Rewrite the listing starting at the line that contains "Trace the outline of every instance of the blue" and ending at the line that contains "M 226 208 L", both lines included, and give only those lines. Keep the request text as it stands, but scale every coordinate in the path data by 2.6 and round each result to a whole number, with halves rounded up.

══════════════════════════════

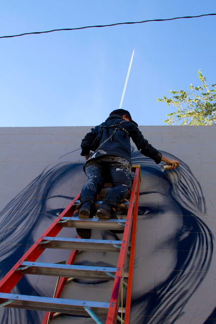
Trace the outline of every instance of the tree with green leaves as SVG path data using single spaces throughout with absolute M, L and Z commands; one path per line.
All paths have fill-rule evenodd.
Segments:
M 169 125 L 182 122 L 181 125 L 216 125 L 216 84 L 210 89 L 202 71 L 198 71 L 201 87 L 190 85 L 190 92 L 185 90 L 172 91 L 172 98 L 163 96 L 158 101 L 165 102 L 168 106 L 173 105 L 177 111 L 167 115 L 164 123 Z

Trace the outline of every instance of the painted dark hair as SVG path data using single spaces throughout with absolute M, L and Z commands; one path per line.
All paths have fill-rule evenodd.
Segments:
M 166 152 L 161 152 L 170 158 L 176 159 Z M 132 300 L 132 306 L 138 306 L 137 324 L 172 324 L 182 315 L 184 307 L 201 284 L 211 263 L 213 236 L 201 220 L 206 213 L 205 199 L 200 184 L 183 161 L 180 161 L 179 168 L 167 173 L 161 172 L 158 166 L 149 158 L 140 156 L 137 151 L 132 153 L 132 161 L 140 164 L 142 170 L 167 182 L 170 196 L 183 215 L 175 268 L 154 291 Z M 187 232 L 188 235 L 181 239 L 182 234 Z

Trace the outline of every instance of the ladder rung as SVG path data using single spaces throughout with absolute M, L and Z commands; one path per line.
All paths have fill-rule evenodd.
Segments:
M 116 268 L 110 267 L 97 267 L 91 266 L 59 264 L 45 262 L 32 262 L 24 261 L 22 263 L 25 274 L 51 275 L 86 278 L 95 280 L 113 280 L 114 278 L 106 272 L 114 274 Z M 21 267 L 17 270 L 21 270 Z
M 94 229 L 124 229 L 125 219 L 100 219 L 99 218 L 79 218 L 78 217 L 62 217 L 59 222 L 62 227 L 92 228 Z M 122 225 L 121 225 L 122 224 Z
M 0 293 L 0 301 L 4 303 L 9 299 L 14 299 L 14 302 L 8 306 L 16 308 L 59 312 L 66 314 L 85 315 L 87 313 L 83 306 L 89 307 L 98 316 L 106 316 L 110 305 L 109 303 L 92 302 L 88 300 L 77 300 L 52 298 L 15 294 Z
M 48 249 L 119 252 L 118 247 L 116 247 L 114 245 L 120 245 L 120 248 L 122 242 L 119 240 L 45 236 L 41 244 L 44 244 L 44 247 Z

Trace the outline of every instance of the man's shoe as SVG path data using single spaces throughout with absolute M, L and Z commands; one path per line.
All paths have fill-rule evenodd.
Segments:
M 109 210 L 100 208 L 97 210 L 96 216 L 99 217 L 99 218 L 102 218 L 104 219 L 110 219 L 110 218 L 113 219 L 118 219 L 116 216 L 116 210 L 114 208 Z
M 95 215 L 96 209 L 90 202 L 84 202 L 79 212 L 80 218 L 92 218 Z M 91 228 L 76 228 L 77 233 L 81 238 L 90 238 L 91 237 Z

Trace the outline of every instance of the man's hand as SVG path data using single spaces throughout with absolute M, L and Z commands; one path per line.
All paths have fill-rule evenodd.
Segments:
M 90 152 L 88 155 L 86 155 L 85 156 L 86 160 L 87 160 L 91 154 L 92 154 L 93 152 Z
M 163 162 L 166 162 L 167 164 L 171 165 L 172 167 L 171 168 L 171 170 L 173 170 L 174 169 L 176 169 L 179 166 L 180 163 L 179 161 L 177 160 L 174 160 L 172 158 L 168 158 L 167 157 L 165 157 L 162 155 L 161 157 L 161 160 Z

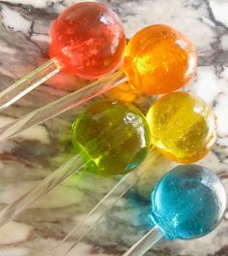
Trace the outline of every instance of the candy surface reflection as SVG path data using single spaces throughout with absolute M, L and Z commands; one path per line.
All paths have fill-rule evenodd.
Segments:
M 168 240 L 207 235 L 221 221 L 225 208 L 221 181 L 198 165 L 175 167 L 152 193 L 152 219 Z
M 72 124 L 72 144 L 102 176 L 124 175 L 139 165 L 151 145 L 150 128 L 128 103 L 100 101 Z
M 117 15 L 100 3 L 78 3 L 62 13 L 50 28 L 51 57 L 67 72 L 97 79 L 113 71 L 126 45 Z
M 152 25 L 136 33 L 128 44 L 124 60 L 130 83 L 151 95 L 184 86 L 197 65 L 193 44 L 166 25 Z
M 216 139 L 212 109 L 186 92 L 174 92 L 155 102 L 147 113 L 152 143 L 171 160 L 192 163 L 204 157 Z

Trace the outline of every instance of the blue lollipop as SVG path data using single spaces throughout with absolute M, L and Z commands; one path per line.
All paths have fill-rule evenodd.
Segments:
M 226 208 L 225 189 L 214 173 L 198 165 L 180 165 L 152 193 L 150 213 L 156 227 L 124 256 L 141 256 L 162 237 L 192 240 L 213 231 Z

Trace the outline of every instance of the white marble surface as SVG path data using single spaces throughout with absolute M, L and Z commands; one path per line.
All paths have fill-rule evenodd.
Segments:
M 1 90 L 47 60 L 50 21 L 67 6 L 80 1 L 0 1 Z M 199 55 L 197 76 L 186 90 L 205 99 L 217 116 L 218 139 L 201 161 L 214 170 L 228 191 L 228 1 L 227 0 L 109 0 L 100 1 L 116 11 L 128 38 L 153 23 L 166 23 L 186 34 Z M 84 81 L 65 74 L 43 84 L 0 117 L 4 125 L 38 107 L 78 88 Z M 39 99 L 39 100 L 38 100 Z M 144 97 L 134 103 L 146 110 Z M 70 125 L 71 110 L 0 145 L 0 204 L 4 208 L 34 186 L 72 154 Z M 174 163 L 160 157 L 154 172 L 120 200 L 109 214 L 83 240 L 73 255 L 121 255 L 146 231 L 145 214 L 149 187 Z M 91 183 L 94 186 L 91 188 Z M 81 174 L 69 179 L 9 225 L 0 230 L 1 256 L 48 255 L 72 225 L 116 183 Z M 139 204 L 136 207 L 135 201 Z M 90 223 L 87 223 L 88 225 Z M 73 237 L 64 246 L 69 246 Z M 61 255 L 61 250 L 58 251 Z M 228 213 L 215 231 L 191 240 L 161 242 L 147 255 L 228 255 Z

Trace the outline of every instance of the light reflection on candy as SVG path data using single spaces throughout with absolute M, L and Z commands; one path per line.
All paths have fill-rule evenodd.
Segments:
M 152 143 L 171 160 L 192 163 L 203 158 L 216 139 L 210 106 L 186 92 L 162 96 L 147 113 Z
M 113 71 L 122 59 L 126 45 L 118 16 L 100 3 L 78 3 L 53 21 L 50 57 L 64 70 L 83 79 L 98 79 Z
M 193 240 L 206 236 L 221 222 L 226 192 L 216 175 L 199 165 L 177 166 L 152 193 L 151 216 L 156 227 L 124 256 L 142 256 L 162 237 Z
M 142 39 L 139 40 L 141 34 Z M 178 40 L 182 41 L 183 44 L 176 44 Z M 184 48 L 183 46 L 185 46 Z M 158 55 L 160 55 L 160 58 Z M 122 70 L 2 127 L 0 129 L 0 141 L 12 138 L 20 131 L 83 104 L 128 80 L 139 91 L 150 95 L 169 93 L 184 86 L 193 77 L 197 64 L 193 45 L 180 32 L 166 25 L 152 25 L 140 30 L 129 41 L 124 62 L 125 65 Z M 136 66 L 135 62 L 137 63 Z M 138 63 L 141 63 L 140 67 Z M 41 75 L 42 80 L 40 81 L 44 81 L 43 73 L 41 72 Z M 11 99 L 9 95 L 11 94 L 10 88 L 6 94 L 4 92 L 2 95 L 0 94 L 0 110 L 9 107 L 14 100 L 30 91 L 31 86 L 33 87 L 34 84 L 29 80 L 27 88 L 26 79 L 21 79 L 21 82 L 24 82 L 26 90 L 21 89 L 20 85 L 16 83 L 16 89 L 13 89 L 13 95 L 15 97 Z M 36 86 L 40 84 L 37 80 L 35 84 Z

══════════════════════════════

Solution for this problem:
Trace the outline of every instance of the blue lollipop as SVG path data using single spaces throughout with absolute M, L and Z commands; one path per line.
All paths have fill-rule evenodd.
Segments:
M 588 541 L 585 491 L 556 450 L 515 429 L 468 429 L 395 502 L 390 554 L 406 590 L 322 666 L 367 666 L 421 616 L 499 624 L 554 601 Z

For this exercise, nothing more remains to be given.